>> Begin Source excerpt
For simplicity, I’m marking the six different terms on the main part of the image as 1-6 and the six equations/points on the bottom of the image as A-F.
First, we can look at the bottom and see that there are four equations, but A and F are both points. Looking at the terms above, the only ones that are points are 1 and 6. Since the y-intercept is when a function passes through the y-axis, that means that the x value of the point must be 0. Therefore, A matches with 6.
That leaves F to match with 1. The equation (-b/2a) is what is used in a quadratic equation to locate the vertex, so it makes sense that the vertex would be when you put that number into the equation.
Now on to the four different equations. One of the equations, C, is calculating an x value. This means that it has to match with 2 because it’s drawing a line vertically through the point we already determined to be the vertex of a parabola in the above paragraph.
For the three functions that remain, B has no numbers in it, only the standard letters as placeholders for various numbers you would put into a quadratic function. Therefore, it has to match with 3 since it’s just the standard equation.
That leaves us with D and E to match with 4 and 5, meaning that one of them has to be a negative equation and the other has to be a positive equation. This is where you look at the a value in the function. If the a value is positive, then the quadratic opens up (with the tip pointed down) while if the a value is negative, then the quadratic opens down (with the tip pointed up). This means that D matches with 4 and E matches with 5.
In conclusion, 1 = F 2 = C 3 = B 4 = D 5 = E 6 = A
>> End Source excerpt
Reproduce the quadratic matching explanation word for word between "For simplicity, I’m" and "image as A-F.", inclusive. The entries below have nothing to do with any of this.
>> Begin Records shown
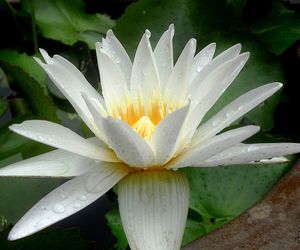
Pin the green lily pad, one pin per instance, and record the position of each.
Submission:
(28, 79)
(67, 21)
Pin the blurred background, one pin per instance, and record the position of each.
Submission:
(270, 30)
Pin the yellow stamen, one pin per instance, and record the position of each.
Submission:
(144, 127)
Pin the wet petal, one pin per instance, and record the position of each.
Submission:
(61, 137)
(163, 54)
(166, 137)
(144, 78)
(212, 88)
(235, 110)
(68, 199)
(202, 59)
(153, 207)
(247, 153)
(115, 50)
(57, 163)
(69, 80)
(193, 156)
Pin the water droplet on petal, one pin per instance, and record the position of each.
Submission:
(251, 148)
(43, 223)
(58, 208)
(82, 198)
(77, 205)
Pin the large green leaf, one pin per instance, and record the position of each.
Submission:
(279, 29)
(29, 80)
(67, 21)
(208, 21)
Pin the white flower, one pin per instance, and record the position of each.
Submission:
(146, 125)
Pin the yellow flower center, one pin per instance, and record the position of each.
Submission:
(143, 115)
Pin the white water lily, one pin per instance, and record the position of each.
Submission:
(146, 126)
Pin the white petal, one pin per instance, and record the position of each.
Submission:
(202, 59)
(68, 199)
(69, 80)
(247, 153)
(114, 49)
(57, 163)
(214, 145)
(163, 54)
(225, 56)
(61, 137)
(166, 137)
(153, 207)
(144, 77)
(235, 110)
(212, 88)
(127, 144)
(178, 80)
(113, 82)
(95, 109)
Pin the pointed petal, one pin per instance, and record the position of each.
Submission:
(68, 199)
(178, 80)
(163, 54)
(95, 109)
(114, 49)
(235, 110)
(166, 137)
(153, 207)
(212, 88)
(144, 70)
(249, 153)
(202, 59)
(127, 144)
(61, 137)
(57, 163)
(225, 56)
(210, 147)
(113, 82)
(69, 80)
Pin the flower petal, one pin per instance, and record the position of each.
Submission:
(163, 54)
(202, 59)
(225, 56)
(114, 49)
(212, 88)
(178, 80)
(235, 110)
(57, 163)
(249, 153)
(69, 80)
(153, 207)
(61, 137)
(68, 199)
(130, 147)
(113, 82)
(144, 77)
(193, 156)
(165, 139)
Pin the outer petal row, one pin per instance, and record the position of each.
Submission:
(153, 207)
(68, 199)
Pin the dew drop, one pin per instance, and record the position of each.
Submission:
(216, 122)
(82, 198)
(77, 205)
(251, 148)
(43, 223)
(58, 208)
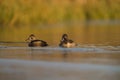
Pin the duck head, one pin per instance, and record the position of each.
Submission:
(31, 38)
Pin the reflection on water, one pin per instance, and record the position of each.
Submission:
(84, 62)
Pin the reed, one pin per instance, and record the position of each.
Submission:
(27, 12)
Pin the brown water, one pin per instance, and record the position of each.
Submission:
(91, 32)
(97, 56)
(85, 62)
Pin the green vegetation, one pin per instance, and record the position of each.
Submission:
(27, 12)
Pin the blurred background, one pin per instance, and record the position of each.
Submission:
(85, 21)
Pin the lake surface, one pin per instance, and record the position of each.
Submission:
(84, 62)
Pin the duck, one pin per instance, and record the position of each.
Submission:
(33, 42)
(66, 42)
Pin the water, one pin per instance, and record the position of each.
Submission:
(84, 62)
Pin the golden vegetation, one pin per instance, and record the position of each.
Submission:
(27, 12)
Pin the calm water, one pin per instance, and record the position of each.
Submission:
(84, 62)
(97, 56)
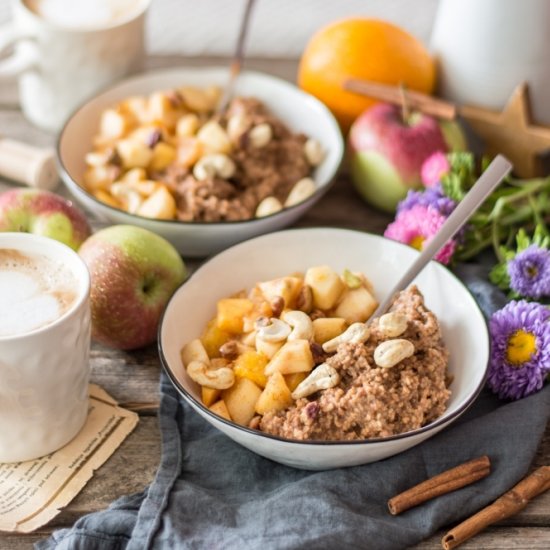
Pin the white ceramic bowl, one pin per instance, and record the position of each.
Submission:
(299, 110)
(194, 304)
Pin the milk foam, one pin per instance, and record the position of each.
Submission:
(83, 13)
(34, 292)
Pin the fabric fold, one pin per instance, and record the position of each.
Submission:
(209, 492)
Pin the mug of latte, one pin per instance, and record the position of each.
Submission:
(66, 50)
(44, 345)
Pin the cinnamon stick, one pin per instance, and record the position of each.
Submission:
(441, 484)
(505, 506)
(392, 94)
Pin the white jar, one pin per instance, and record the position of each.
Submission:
(486, 48)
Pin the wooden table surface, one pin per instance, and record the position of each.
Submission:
(132, 377)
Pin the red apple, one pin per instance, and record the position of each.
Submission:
(43, 213)
(387, 151)
(133, 274)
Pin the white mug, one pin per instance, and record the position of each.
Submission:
(61, 62)
(486, 48)
(44, 371)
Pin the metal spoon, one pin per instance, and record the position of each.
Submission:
(483, 187)
(236, 62)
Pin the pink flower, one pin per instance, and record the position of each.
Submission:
(417, 226)
(435, 166)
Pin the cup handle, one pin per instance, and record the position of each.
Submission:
(21, 60)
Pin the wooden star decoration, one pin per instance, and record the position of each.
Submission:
(511, 133)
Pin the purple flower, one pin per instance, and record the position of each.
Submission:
(529, 272)
(417, 226)
(435, 166)
(520, 350)
(433, 196)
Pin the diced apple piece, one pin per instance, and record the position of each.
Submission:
(163, 155)
(241, 400)
(356, 305)
(190, 151)
(220, 408)
(292, 380)
(294, 356)
(161, 205)
(137, 107)
(187, 125)
(251, 364)
(326, 285)
(98, 177)
(214, 138)
(213, 338)
(210, 395)
(133, 153)
(327, 328)
(134, 175)
(162, 110)
(193, 351)
(198, 99)
(276, 395)
(112, 124)
(107, 198)
(231, 312)
(287, 288)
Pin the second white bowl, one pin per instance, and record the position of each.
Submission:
(299, 110)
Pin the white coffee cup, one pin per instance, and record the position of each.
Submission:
(62, 59)
(44, 366)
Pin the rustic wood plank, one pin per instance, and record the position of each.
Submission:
(129, 470)
(132, 377)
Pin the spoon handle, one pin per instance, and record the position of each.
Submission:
(483, 187)
(236, 62)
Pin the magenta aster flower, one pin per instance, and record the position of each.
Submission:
(433, 196)
(520, 351)
(417, 226)
(529, 272)
(435, 166)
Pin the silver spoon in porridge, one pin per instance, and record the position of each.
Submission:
(236, 62)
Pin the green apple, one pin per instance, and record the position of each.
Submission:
(387, 152)
(43, 213)
(134, 272)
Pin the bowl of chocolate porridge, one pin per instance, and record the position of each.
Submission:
(282, 356)
(153, 151)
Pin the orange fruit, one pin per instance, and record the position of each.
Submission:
(368, 49)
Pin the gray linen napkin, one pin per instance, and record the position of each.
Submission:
(211, 493)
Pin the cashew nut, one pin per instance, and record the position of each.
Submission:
(391, 352)
(260, 135)
(302, 189)
(216, 164)
(236, 126)
(356, 333)
(275, 331)
(313, 151)
(393, 324)
(321, 378)
(218, 379)
(131, 199)
(270, 205)
(302, 327)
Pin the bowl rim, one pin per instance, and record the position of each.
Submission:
(441, 421)
(74, 186)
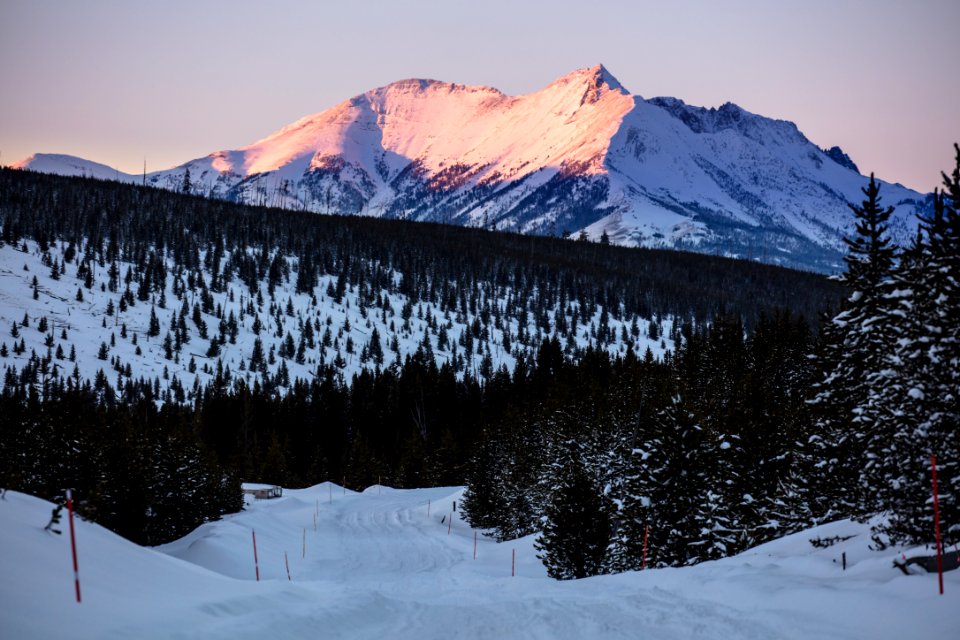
>> End Records shown
Expected answer:
For simplicity, I’m marking the six different terms on the main part of the image as 1-6 and the six equations/points on the bottom of the image as A-F.